OBJECTIVE: Recast each line of the records below as a JSON list of strings, one string per line, and leave out any blank lines.

SUPPLIED DATA:
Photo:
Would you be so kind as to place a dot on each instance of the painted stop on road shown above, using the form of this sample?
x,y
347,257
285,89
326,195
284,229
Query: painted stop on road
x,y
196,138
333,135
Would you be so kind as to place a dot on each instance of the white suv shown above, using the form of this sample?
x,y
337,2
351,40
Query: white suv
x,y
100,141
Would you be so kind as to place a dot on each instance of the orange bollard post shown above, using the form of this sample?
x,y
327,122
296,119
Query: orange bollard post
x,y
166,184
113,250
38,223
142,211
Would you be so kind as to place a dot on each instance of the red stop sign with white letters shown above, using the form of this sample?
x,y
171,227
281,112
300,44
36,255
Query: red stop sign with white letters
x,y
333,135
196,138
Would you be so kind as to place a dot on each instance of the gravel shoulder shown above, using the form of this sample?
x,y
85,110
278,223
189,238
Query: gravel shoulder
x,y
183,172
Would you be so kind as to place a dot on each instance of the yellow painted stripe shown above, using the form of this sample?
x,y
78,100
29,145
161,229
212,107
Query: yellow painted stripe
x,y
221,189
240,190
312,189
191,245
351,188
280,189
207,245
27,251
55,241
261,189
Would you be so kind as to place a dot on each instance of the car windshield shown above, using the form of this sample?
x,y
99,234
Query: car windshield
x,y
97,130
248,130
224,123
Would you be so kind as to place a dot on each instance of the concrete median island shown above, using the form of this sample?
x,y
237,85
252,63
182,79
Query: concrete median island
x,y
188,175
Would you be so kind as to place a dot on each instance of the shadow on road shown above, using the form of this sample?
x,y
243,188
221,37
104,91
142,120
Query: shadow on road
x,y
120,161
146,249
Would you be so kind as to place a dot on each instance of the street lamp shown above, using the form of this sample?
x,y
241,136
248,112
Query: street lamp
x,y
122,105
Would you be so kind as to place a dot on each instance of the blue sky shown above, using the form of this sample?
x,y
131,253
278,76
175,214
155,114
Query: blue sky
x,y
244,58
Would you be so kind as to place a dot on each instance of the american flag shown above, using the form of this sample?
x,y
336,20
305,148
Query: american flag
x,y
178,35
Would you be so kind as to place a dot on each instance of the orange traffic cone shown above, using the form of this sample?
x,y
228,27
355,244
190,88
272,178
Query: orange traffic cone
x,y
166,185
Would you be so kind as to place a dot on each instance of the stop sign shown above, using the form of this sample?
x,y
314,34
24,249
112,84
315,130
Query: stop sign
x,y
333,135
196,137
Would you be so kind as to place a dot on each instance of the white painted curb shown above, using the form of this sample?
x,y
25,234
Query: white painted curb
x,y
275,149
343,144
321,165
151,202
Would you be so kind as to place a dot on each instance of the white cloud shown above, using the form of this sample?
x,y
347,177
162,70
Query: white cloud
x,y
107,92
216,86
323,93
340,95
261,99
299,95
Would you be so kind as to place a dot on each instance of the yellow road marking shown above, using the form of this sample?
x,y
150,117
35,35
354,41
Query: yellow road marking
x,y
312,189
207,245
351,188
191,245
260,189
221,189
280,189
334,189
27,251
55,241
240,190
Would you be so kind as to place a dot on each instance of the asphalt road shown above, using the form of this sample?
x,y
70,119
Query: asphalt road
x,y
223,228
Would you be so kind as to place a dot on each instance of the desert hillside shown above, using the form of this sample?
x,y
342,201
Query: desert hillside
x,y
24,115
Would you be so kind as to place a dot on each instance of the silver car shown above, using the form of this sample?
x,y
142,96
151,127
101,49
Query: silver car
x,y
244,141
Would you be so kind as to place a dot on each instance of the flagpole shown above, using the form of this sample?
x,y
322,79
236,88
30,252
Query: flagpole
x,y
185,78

OUTPUT BELOW:
[
  "Photo:",
  "Would you be so kind as to place a dot on each instance of the painted stop on road shown above, using the form of this sample?",
  "x,y",
  "347,257",
  "285,89",
  "326,195",
  "284,229",
  "Query: painted stop on road",
  "x,y",
  "196,138",
  "333,135",
  "Would you be so kind as to place a dot on each instance of the white suv shown above, using the form of this sample?",
  "x,y",
  "337,2",
  "351,40",
  "Query: white suv",
  "x,y",
  "100,141",
  "Would you be so kind as to place a dot on each instance of the orange bollard post shown above, using the form of this sample?",
  "x,y",
  "327,122",
  "296,119",
  "Query: orange bollard post",
  "x,y",
  "166,184",
  "113,250",
  "38,223",
  "142,211",
  "Would you be so kind as to place a dot on each instance of the red stop sign with white letters shown above, using the form of this sample?",
  "x,y",
  "171,227",
  "281,112",
  "300,44",
  "36,255",
  "Query: red stop sign with white letters",
  "x,y",
  "333,135",
  "196,138",
  "Would you be so kind as to place a dot on each instance of the gravel shoulder shown above, using the form of this sample?",
  "x,y",
  "85,110",
  "278,223",
  "189,238",
  "Query: gravel shoulder",
  "x,y",
  "183,172",
  "Would you be so kind as to place a dot on each instance of the yellow painted stripe shown above, using the form of this sample?",
  "x,y",
  "78,100",
  "29,145",
  "161,229",
  "212,107",
  "Query: yellow painted stripe",
  "x,y",
  "221,189",
  "240,190",
  "312,189",
  "191,245",
  "351,188",
  "280,189",
  "207,245",
  "27,251",
  "55,241",
  "261,189",
  "Would you be so kind as to place a dot on each instance of the car windshield shown above, using the form of this sample?",
  "x,y",
  "99,234",
  "Query: car windshield",
  "x,y",
  "97,130",
  "248,130",
  "224,123",
  "Would you be so kind as to place a dot on each instance of the concrete median island shown above, using the form of this sample?",
  "x,y",
  "237,85",
  "252,63",
  "182,79",
  "Query: concrete median island",
  "x,y",
  "188,175",
  "Would you be so kind as to place a dot on each instance of the shadow on road shown above, using the form of this sample?",
  "x,y",
  "243,188",
  "221,37",
  "104,91",
  "142,120",
  "Query: shadow on road",
  "x,y",
  "120,161",
  "146,249",
  "Would you be so kind as to place a dot on each instance of the street lamp shown above, using the form of this sample?",
  "x,y",
  "241,136",
  "248,112",
  "Query: street lamp",
  "x,y",
  "122,105",
  "Would you be so kind as to place a dot on each instance of the blue sky shown above, using the form of this sample?",
  "x,y",
  "131,253",
  "278,76",
  "175,214",
  "155,114",
  "Query: blue sky",
  "x,y",
  "244,58",
  "Would you be so kind as to place a dot on each instance of the american flag shown above, using the form of this sample?",
  "x,y",
  "336,20",
  "305,148",
  "Query: american flag",
  "x,y",
  "178,35",
  "Would you be so kind as to place a dot on each instance of the orange traffic cone shown above, using the form of this sample?",
  "x,y",
  "228,27",
  "355,244",
  "190,88",
  "272,178",
  "Query: orange traffic cone",
  "x,y",
  "166,185",
  "Would you be so kind as to place a dot on each instance of the stop sign shown above, using the form of this sample?",
  "x,y",
  "314,34",
  "24,249",
  "112,84",
  "315,130",
  "Query: stop sign",
  "x,y",
  "333,135",
  "196,137",
  "Would you be so kind as to place a dot on each instance of the white painted curb shown above, using the form of this sample?",
  "x,y",
  "25,234",
  "Query: white painted curb",
  "x,y",
  "275,149",
  "343,144",
  "321,165",
  "151,202",
  "Would you be so kind as to place a dot on each instance of the white cloud shown above, using the form of this sample?",
  "x,y",
  "347,177",
  "162,70",
  "Query: white cloud",
  "x,y",
  "107,92",
  "216,86",
  "323,93",
  "340,95",
  "261,99",
  "299,95",
  "Would you be so kind as to place a dot on each instance of the yellow road marking shown above, using the form of this sample?",
  "x,y",
  "150,117",
  "35,35",
  "354,41",
  "Query: yellow road marking",
  "x,y",
  "312,189",
  "207,245",
  "351,188",
  "191,245",
  "260,189",
  "221,189",
  "280,189",
  "334,189",
  "27,251",
  "55,241",
  "240,190",
  "Would you be so kind as to place a dot on each instance of the asphalt road shown above, using the form of this sample?",
  "x,y",
  "70,119",
  "Query: asphalt road",
  "x,y",
  "223,228",
  "Would you be so kind as to place a dot on each instance of the desert hillside shown above, using the form of this sample?",
  "x,y",
  "342,201",
  "Query: desert hillside",
  "x,y",
  "24,115",
  "Would you be so kind as to place a dot on each instance of the silver car shown above, using the form of this sample?",
  "x,y",
  "142,96",
  "151,127",
  "101,49",
  "Query: silver car",
  "x,y",
  "244,141",
  "Would you be so kind as to place a dot on each instance of the flagpole shown above, using the form of this sample?",
  "x,y",
  "322,79",
  "236,88",
  "30,252",
  "Query: flagpole",
  "x,y",
  "185,78"
]